======== TEXT UNDER STUDY

Progress In Scientific Research

The team led by Wang Jian and Liu Chunli of the SKLRD has recently published two COVID-related papers


Recently, the team led by Wang Jian and Liu Chunli of the laboratory has published two COVID-related studies in the international journal Pulmonary Circulation. One of the two papers was entitled “Visibility, wind speed, and dew point temperature are important factors in SARS-CoV-2 transmissibility”. The first author of the paper is a master graduate Zhou Dansha, and the corresponding author is associate researcher Chen Yuqin and Professor Wang Jian.


Smooth regression chart of meteorological factors and daily new cases of SARS-CoV-2 variants, using geographic variables in the contour line and 3D plot.

================
======== DATA TO EXAMINE

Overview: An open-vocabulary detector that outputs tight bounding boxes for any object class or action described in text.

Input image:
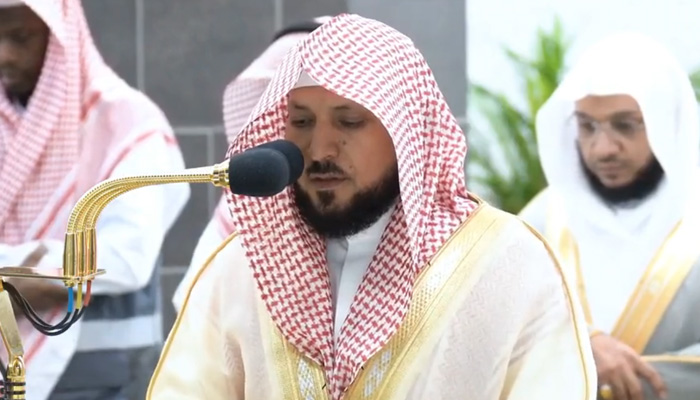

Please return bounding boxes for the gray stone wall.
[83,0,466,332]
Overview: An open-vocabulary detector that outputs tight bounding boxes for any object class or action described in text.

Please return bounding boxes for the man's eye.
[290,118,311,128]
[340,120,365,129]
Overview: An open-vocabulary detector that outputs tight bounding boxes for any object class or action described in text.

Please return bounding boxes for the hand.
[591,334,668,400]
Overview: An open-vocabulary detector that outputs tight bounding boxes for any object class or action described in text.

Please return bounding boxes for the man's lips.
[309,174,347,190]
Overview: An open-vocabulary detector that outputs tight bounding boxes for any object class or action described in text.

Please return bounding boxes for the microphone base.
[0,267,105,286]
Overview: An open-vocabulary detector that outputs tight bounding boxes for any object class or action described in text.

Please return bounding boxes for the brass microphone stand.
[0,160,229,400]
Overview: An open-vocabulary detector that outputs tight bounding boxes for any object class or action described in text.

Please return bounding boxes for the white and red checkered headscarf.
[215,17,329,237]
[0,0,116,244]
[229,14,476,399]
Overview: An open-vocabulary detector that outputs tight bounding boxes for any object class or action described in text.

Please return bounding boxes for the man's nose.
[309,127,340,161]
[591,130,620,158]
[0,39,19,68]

================

▶ _WORK ITEM_
Carry on the news item about the two COVID-related papers from the team of Wang Jian and Liu Chunli, starting after its final sentence.

▶ _YOUR RESPONSE_
The study used the big data of pandemic from China and Italy: 1) to assess the impact of geographical and meteorological factors on the transmission of novel Coronavirus (SARS-CoV-2) and whether the effects of different SARS-CoV-2 variants vary on disease transmission; 2) to confirm whether the transmission of SARS-CoV-2 is affected by geographical and meteorological factors to conduct environmental monitoring on large-scale SARS-CoV-2 transmission. The results show that latitude affects the spread of the SARS-CoV-2 Alpha variant (Alpha VOC), but not affect the SARS-CoV-2 Delta variant (Delta VOC); secondly, higher temperature, visibility, and wind speed may be conducive for reducing Alpha VOC and Delta VOC transmission. This study found that geographical and meteorological factors play an important role in the transmissibility of SARS-CoV-2, providing evidence that meteorological conditions affect the transmission of SARS-COV-2, and providing new ideas for further objectively evaluating the effect of COVID-19 prevention and control.

Original paper:

The other paper was entitled “The impact of the COVID-19 pandemic on the care of pulmonary hypertension patients outside the Hubei province in China”. The first author of the paper is associate researcher Chen Yuqin and the master graduate Zhong Bihua, and the corresponding authors are Professor Liu Chunli and Professor Wang Jian.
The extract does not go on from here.